[Saved entries]
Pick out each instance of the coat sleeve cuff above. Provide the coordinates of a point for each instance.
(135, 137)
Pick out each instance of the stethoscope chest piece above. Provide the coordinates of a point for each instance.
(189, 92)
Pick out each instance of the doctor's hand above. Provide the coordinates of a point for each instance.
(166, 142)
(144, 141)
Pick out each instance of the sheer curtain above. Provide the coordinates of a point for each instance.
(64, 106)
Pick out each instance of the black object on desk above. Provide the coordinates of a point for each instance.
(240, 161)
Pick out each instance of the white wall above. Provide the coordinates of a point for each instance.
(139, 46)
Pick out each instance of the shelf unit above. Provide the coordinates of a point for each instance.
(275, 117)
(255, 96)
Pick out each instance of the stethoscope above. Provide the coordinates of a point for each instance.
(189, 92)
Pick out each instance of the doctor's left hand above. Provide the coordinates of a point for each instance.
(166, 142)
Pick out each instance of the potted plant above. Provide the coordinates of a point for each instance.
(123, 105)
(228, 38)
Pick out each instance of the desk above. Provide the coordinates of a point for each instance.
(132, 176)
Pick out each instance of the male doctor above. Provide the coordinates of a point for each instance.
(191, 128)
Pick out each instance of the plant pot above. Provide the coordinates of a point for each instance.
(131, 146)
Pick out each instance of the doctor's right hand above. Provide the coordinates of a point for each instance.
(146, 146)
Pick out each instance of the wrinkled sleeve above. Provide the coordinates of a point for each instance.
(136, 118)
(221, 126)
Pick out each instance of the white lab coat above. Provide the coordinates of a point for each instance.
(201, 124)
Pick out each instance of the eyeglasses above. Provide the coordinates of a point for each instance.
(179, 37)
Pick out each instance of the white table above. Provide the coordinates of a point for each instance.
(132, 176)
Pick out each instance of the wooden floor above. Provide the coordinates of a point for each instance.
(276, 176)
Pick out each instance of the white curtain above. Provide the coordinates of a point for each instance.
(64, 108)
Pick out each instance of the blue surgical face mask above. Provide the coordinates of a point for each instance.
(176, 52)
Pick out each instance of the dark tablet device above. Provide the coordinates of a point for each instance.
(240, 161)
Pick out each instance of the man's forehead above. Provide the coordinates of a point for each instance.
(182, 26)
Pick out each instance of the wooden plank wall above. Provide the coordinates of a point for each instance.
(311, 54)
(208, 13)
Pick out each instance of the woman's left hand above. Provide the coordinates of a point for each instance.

- **THE PROBLEM**
Could you reproduce all of the entries above exactly?

- **OUTPUT FOR THIS TASK**
Pick out each instance of the coat sleeve cuff above. Provide the coordinates of a point for each instance.
(135, 137)
Pick out each instance of the stethoscope chest piece above. Provide the coordinates of a point for each instance.
(189, 92)
Pick out each instance of the doctor's hand above. Provide the coordinates of a point for each instance.
(166, 142)
(144, 141)
Pick out each instance of the sheer curtain above. Provide the coordinates of a point for each instance.
(64, 106)
Pick out each instance of the black object on desk above. Provide the coordinates of a point for each instance.
(240, 161)
Pick out each instance of the white wall above. Provide the coordinates of a point for each instance.
(139, 46)
Pick out each instance of the shelf unit above. Provide the coordinates of a point for each instance.
(275, 117)
(255, 96)
Pick out each instance of the stethoscope above. Provide the coordinates of a point for each instance.
(189, 92)
Pick out each instance of the doctor's left hand above. Provide the coordinates of a point for each instance.
(166, 142)
Pick out each instance of the potted plant above. Provide the coordinates of a point for each instance.
(123, 105)
(228, 38)
Pick out each instance of the desk above. Provide the coordinates of a point for each instance.
(132, 176)
Pick out each instance of the male doctor above. Provide the coordinates of a point for each instance.
(191, 128)
Pick out each instance of the plant pot above. Provide the coordinates of a point for each instance.
(131, 146)
Pick out each instance of the doctor's right hand above. Provide the coordinates of a point for each instance.
(146, 146)
Pick out each instance of the wrinkled sleeve above. Provide the coordinates of a point for each instance.
(136, 118)
(221, 126)
Pick out each instance of the white lab coat above. Provide the coordinates of a point for each instance.
(201, 124)
Pick out each instance of the eyeglasses above. Provide the coordinates of a point for each instance.
(179, 37)
Pick out each instance of the white table above. Provide the coordinates of a point for each instance.
(132, 176)
Pick out each instance of the wooden floor above. Provide the coordinates of a point for each instance.
(276, 176)
Pick out each instance of the white curtain above. Provide the coordinates of a point for each instance.
(64, 108)
Pick out each instance of the blue surgical face mask above. Provide the coordinates of a point for each instance.
(176, 52)
Pick out each instance of the dark tablet device above. Provide the coordinates of a point for each instance.
(240, 161)
Pick out each instance of the man's forehead above. Provide the coordinates of a point for each instance.
(182, 26)
Pick out each instance of the wooden plank wall above. Provide the coordinates of a point for each instance.
(311, 54)
(208, 13)
Pick out each instance of the woman's left hand above. Provide the coordinates of a point for each instance.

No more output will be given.